Using the data below, copy out all lines with the word "umbrella".

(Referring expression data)
------------------------
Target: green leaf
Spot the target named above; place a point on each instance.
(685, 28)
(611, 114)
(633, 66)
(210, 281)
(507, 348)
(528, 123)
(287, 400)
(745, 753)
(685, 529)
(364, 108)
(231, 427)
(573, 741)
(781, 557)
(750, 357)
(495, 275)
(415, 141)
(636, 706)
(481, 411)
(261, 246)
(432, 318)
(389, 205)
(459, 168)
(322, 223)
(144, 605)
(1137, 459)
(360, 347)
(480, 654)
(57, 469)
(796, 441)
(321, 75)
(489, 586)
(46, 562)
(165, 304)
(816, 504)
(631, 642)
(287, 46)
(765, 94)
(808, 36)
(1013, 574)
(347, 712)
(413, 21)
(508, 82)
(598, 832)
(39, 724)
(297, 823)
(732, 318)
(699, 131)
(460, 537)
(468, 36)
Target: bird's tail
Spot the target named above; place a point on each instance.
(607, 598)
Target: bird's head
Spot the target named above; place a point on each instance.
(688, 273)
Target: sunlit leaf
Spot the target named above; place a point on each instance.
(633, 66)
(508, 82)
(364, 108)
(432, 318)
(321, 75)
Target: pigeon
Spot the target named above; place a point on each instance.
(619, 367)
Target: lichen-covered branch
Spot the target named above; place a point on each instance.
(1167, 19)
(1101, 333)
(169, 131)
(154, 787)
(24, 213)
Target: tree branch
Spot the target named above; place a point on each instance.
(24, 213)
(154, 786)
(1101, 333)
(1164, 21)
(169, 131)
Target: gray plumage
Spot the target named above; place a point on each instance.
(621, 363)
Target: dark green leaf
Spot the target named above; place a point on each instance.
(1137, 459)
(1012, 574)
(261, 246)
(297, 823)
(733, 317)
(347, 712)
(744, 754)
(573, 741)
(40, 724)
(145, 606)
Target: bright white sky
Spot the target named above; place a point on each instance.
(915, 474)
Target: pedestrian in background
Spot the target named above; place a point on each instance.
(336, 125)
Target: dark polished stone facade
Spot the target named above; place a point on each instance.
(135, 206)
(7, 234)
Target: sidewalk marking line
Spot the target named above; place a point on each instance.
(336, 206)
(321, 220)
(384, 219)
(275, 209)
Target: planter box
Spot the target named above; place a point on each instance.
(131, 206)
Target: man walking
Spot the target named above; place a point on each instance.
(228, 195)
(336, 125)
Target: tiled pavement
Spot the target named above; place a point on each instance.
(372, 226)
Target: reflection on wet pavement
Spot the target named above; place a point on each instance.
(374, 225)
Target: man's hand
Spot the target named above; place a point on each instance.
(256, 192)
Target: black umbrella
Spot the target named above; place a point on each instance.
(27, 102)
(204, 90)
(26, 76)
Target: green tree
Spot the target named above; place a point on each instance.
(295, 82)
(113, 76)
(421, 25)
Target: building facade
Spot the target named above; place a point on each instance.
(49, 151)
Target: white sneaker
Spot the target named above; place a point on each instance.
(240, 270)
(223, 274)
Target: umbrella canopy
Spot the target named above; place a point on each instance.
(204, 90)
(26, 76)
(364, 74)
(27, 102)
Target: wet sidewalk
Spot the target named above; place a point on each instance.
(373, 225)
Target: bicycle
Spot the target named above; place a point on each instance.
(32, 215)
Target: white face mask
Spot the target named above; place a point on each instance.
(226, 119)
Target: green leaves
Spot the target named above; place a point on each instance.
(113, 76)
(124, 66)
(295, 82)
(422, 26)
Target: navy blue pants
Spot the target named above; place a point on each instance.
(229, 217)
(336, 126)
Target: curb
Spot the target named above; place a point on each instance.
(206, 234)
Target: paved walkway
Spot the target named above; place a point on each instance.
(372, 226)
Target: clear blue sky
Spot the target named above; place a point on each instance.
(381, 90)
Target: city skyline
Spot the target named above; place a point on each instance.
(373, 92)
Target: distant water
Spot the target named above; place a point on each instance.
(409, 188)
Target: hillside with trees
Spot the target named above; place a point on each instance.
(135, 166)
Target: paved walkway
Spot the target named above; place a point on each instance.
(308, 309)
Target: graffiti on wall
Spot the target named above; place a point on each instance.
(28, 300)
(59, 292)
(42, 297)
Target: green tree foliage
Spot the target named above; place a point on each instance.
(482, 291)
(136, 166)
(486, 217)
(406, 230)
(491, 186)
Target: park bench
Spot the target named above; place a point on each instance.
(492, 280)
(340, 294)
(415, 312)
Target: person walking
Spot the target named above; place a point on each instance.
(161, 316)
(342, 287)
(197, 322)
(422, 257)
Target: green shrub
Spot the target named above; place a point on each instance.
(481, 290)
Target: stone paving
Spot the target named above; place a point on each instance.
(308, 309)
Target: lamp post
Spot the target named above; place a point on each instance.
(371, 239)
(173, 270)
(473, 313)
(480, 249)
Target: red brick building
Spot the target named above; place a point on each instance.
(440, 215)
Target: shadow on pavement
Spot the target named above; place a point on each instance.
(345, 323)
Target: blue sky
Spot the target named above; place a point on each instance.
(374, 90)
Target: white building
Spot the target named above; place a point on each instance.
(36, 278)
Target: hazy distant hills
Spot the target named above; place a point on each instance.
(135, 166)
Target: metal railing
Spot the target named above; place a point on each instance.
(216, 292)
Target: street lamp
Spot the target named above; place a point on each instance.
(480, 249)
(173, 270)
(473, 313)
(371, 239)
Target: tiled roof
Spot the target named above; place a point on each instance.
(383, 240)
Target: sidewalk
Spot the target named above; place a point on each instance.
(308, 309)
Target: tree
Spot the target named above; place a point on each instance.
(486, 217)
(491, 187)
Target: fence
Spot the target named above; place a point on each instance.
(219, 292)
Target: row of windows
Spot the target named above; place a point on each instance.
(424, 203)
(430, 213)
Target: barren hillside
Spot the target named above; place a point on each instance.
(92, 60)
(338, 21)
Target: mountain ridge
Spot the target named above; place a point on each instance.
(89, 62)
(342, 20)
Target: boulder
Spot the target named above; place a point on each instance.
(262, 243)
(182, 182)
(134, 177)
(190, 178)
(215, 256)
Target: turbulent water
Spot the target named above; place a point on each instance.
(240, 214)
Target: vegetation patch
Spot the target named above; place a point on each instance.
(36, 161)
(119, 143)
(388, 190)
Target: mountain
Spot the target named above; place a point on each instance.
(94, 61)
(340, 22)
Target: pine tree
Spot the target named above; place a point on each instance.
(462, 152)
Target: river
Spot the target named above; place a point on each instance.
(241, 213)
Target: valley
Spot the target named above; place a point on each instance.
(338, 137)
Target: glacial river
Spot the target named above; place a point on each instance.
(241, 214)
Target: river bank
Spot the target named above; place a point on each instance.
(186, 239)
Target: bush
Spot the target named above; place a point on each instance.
------------------------
Written solution —
Target: black umbrella
Target: umbrella canopy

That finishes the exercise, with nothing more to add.